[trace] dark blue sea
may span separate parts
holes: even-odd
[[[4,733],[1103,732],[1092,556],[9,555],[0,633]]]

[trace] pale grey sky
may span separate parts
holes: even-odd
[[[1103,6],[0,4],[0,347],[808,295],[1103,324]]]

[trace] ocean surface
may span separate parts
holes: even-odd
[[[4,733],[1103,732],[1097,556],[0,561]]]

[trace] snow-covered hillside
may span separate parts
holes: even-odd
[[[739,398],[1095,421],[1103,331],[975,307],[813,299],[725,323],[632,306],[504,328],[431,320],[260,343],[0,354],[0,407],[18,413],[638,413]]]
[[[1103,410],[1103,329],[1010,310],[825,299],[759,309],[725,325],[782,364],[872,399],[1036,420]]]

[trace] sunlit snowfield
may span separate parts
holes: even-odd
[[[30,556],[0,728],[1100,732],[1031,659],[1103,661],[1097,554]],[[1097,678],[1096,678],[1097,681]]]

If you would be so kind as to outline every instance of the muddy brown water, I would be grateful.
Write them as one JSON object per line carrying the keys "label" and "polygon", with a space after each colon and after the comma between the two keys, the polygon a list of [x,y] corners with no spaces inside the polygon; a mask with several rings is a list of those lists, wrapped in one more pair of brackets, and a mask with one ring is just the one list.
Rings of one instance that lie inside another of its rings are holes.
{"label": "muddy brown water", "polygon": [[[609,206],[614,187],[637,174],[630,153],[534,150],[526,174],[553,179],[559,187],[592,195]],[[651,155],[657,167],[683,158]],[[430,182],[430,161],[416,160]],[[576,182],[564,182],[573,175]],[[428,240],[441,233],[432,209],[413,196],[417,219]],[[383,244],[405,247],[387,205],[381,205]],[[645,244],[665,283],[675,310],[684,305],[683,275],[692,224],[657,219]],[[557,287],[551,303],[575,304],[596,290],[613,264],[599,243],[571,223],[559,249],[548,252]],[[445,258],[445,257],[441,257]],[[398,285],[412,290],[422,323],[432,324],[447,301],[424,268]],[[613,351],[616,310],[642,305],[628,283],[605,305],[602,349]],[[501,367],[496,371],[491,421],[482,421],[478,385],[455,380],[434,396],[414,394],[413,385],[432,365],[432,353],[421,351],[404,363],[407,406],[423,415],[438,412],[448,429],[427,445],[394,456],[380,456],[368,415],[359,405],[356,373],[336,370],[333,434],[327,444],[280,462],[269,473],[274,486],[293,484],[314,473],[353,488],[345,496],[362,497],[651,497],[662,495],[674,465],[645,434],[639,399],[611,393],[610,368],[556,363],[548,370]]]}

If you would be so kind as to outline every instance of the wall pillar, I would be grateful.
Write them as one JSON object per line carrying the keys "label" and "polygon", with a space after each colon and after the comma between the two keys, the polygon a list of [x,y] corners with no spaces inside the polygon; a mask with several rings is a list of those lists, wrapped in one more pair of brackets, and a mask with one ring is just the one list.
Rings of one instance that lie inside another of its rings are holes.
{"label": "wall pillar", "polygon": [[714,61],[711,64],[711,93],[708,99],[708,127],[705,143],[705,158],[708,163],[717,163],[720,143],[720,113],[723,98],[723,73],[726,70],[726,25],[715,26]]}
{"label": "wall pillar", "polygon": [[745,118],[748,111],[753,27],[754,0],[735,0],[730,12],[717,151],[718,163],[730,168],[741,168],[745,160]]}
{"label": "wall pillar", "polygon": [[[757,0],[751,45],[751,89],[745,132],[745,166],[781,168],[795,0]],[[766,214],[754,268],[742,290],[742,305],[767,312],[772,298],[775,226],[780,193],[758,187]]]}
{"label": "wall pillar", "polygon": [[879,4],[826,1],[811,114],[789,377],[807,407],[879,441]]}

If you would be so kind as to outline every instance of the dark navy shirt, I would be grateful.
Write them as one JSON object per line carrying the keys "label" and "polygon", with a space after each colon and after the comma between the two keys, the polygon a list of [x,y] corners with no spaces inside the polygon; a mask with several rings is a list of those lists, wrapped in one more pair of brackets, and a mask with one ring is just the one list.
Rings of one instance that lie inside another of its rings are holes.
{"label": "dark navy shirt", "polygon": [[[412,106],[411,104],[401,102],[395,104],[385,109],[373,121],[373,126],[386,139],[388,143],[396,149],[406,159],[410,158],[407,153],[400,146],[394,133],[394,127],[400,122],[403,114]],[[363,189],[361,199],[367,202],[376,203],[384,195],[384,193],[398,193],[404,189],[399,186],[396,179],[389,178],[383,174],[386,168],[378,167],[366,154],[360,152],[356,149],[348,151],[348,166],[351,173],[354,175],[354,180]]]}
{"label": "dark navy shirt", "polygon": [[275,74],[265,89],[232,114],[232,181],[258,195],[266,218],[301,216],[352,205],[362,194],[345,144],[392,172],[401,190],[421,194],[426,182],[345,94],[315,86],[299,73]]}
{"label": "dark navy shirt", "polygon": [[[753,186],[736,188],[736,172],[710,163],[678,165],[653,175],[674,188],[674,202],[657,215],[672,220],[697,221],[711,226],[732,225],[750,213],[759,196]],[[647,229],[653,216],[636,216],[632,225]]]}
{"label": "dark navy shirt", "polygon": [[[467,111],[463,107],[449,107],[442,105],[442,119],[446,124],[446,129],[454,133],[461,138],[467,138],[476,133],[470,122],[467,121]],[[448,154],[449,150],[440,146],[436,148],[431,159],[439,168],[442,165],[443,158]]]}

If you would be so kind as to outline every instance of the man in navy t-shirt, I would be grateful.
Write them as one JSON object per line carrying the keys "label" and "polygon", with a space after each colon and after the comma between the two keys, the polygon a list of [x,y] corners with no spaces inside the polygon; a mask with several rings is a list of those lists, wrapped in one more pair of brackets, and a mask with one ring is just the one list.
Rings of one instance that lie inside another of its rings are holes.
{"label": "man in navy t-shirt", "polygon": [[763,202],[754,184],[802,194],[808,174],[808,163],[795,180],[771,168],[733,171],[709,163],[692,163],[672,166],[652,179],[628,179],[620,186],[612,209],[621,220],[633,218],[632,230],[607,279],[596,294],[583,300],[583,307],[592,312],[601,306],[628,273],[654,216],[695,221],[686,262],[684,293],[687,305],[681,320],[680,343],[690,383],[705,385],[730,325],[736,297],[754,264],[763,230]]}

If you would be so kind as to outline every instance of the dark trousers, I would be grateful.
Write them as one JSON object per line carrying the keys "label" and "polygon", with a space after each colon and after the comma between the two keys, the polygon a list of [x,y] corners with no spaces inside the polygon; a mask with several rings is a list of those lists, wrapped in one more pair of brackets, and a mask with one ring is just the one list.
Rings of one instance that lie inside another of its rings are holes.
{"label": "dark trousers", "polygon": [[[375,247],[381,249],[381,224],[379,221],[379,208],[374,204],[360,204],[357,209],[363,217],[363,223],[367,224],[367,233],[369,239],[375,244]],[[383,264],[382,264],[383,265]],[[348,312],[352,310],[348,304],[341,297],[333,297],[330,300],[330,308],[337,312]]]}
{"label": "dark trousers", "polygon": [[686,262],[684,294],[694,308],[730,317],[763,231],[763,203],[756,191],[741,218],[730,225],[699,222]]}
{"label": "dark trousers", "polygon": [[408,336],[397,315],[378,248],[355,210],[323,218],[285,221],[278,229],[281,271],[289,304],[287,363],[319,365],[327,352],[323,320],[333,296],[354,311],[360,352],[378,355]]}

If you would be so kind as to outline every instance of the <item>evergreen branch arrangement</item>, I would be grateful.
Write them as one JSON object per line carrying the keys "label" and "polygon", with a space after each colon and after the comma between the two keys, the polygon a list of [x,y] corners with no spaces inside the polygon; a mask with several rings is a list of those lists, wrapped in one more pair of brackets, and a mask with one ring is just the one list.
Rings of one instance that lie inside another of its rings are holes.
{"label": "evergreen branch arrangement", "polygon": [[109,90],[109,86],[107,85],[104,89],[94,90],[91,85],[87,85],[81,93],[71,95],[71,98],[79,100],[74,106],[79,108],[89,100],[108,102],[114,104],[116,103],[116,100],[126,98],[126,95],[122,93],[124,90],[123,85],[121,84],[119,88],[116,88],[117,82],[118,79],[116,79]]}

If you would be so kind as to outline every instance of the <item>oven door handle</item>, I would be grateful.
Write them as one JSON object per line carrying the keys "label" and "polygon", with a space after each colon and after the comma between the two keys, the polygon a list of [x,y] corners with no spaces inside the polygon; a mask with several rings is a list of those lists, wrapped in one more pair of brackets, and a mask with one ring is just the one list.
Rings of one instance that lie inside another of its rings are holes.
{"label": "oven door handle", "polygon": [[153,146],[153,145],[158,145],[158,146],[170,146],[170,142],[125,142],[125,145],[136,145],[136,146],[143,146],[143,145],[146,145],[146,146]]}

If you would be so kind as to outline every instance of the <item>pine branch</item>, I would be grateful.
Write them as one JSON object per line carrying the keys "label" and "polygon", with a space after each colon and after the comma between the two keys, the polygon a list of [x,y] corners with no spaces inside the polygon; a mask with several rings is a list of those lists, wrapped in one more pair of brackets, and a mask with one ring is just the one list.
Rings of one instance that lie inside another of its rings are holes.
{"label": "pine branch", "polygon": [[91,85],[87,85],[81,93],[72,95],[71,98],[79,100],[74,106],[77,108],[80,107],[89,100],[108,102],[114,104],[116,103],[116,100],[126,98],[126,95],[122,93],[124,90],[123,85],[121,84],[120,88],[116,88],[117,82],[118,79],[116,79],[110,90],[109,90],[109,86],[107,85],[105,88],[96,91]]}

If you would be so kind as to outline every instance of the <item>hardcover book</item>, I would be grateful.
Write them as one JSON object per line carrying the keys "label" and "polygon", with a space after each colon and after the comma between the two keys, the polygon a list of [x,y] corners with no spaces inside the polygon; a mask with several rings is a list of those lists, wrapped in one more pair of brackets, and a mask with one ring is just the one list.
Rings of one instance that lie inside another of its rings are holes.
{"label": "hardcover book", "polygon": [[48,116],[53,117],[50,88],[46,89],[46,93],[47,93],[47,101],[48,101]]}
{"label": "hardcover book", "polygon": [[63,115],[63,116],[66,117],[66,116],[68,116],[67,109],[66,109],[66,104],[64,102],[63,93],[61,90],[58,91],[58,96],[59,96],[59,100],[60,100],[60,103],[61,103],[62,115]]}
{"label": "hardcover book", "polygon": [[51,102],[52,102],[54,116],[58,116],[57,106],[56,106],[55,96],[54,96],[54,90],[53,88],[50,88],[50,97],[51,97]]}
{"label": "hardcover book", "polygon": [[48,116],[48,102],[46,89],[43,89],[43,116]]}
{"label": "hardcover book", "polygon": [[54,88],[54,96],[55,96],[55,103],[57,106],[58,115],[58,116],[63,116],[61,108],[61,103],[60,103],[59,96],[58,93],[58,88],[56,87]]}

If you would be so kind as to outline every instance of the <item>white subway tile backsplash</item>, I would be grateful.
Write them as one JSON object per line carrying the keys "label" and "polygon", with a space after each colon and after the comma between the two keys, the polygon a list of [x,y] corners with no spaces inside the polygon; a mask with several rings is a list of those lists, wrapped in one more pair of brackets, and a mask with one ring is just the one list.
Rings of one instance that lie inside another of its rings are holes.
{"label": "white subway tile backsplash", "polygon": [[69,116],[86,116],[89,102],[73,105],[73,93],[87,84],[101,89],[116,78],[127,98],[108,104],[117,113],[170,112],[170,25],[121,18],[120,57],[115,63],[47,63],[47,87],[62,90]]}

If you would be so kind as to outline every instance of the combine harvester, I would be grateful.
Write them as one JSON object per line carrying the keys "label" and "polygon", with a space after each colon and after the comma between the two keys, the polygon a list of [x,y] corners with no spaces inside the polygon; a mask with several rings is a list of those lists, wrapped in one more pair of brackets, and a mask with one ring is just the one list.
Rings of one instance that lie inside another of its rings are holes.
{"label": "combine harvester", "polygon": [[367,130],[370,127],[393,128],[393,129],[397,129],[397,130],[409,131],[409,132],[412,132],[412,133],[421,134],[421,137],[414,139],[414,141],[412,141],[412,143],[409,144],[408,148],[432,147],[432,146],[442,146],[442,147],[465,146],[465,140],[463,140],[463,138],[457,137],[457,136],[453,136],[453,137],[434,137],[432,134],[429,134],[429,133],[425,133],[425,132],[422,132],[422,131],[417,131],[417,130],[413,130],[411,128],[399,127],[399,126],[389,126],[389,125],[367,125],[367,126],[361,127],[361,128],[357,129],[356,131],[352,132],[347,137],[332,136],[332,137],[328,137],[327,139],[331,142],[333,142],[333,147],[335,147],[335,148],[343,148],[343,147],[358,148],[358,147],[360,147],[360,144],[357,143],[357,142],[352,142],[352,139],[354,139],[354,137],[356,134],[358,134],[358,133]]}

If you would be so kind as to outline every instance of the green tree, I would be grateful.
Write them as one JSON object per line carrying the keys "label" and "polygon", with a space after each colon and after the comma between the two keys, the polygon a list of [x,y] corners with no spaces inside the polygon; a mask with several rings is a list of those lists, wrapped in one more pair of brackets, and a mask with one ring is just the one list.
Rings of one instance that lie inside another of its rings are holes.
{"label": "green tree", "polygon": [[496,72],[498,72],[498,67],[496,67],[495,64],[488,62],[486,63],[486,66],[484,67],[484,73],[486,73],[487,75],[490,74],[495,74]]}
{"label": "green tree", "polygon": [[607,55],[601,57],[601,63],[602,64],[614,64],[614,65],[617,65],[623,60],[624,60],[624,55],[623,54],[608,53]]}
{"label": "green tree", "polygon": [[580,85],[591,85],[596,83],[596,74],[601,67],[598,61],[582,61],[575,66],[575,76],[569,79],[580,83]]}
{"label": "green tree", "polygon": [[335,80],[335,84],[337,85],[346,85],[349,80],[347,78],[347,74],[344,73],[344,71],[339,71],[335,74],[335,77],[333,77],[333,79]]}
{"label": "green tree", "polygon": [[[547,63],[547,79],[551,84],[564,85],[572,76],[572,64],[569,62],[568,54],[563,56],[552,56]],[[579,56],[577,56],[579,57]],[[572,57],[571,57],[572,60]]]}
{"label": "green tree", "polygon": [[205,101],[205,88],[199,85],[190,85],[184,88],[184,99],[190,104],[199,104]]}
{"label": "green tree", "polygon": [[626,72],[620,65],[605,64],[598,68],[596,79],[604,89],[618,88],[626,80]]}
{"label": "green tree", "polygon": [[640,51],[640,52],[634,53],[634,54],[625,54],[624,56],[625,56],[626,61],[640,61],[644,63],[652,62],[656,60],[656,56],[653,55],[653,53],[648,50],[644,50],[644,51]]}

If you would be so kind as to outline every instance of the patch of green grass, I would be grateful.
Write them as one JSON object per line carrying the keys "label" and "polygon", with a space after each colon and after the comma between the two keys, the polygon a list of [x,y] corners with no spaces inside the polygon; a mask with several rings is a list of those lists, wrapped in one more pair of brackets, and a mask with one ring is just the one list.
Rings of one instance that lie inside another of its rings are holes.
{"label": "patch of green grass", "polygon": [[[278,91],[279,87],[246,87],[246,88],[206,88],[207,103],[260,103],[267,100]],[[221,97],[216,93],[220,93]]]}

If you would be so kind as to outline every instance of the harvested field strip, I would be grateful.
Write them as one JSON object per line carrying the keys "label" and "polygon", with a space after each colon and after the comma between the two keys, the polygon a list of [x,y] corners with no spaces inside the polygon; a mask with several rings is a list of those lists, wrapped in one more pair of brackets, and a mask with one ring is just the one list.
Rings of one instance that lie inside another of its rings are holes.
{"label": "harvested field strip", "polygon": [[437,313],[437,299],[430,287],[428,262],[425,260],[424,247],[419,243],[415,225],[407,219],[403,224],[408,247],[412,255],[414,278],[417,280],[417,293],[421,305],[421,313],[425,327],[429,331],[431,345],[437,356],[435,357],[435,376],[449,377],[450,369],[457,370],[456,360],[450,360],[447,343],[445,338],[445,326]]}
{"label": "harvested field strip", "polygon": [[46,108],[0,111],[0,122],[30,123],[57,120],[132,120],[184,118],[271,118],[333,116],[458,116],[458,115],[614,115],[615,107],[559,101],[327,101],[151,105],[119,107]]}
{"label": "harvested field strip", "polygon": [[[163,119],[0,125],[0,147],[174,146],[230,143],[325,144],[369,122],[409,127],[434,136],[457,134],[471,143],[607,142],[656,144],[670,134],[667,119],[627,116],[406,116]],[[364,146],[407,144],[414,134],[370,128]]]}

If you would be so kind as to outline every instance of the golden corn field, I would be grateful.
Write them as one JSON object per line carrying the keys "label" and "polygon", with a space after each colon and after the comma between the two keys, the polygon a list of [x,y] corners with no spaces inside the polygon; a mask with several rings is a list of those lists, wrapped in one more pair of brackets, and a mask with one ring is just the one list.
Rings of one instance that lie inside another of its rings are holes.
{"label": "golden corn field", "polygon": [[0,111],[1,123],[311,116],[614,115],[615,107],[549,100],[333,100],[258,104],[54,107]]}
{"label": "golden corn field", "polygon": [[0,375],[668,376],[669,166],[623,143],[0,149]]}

§ Descrizione del problema: Ripeta senza alcuna modifica le righe dell'elenco comprese tra quella che contiene "[trace] ocean surface" e quella che contiene "[[[4,733],[1103,732],[1097,556],[0,561]]]", entrambe incluse.

§ Soluzione:
[trace] ocean surface
may span separate parts
holes: even-odd
[[[4,733],[1103,732],[1097,556],[0,561]]]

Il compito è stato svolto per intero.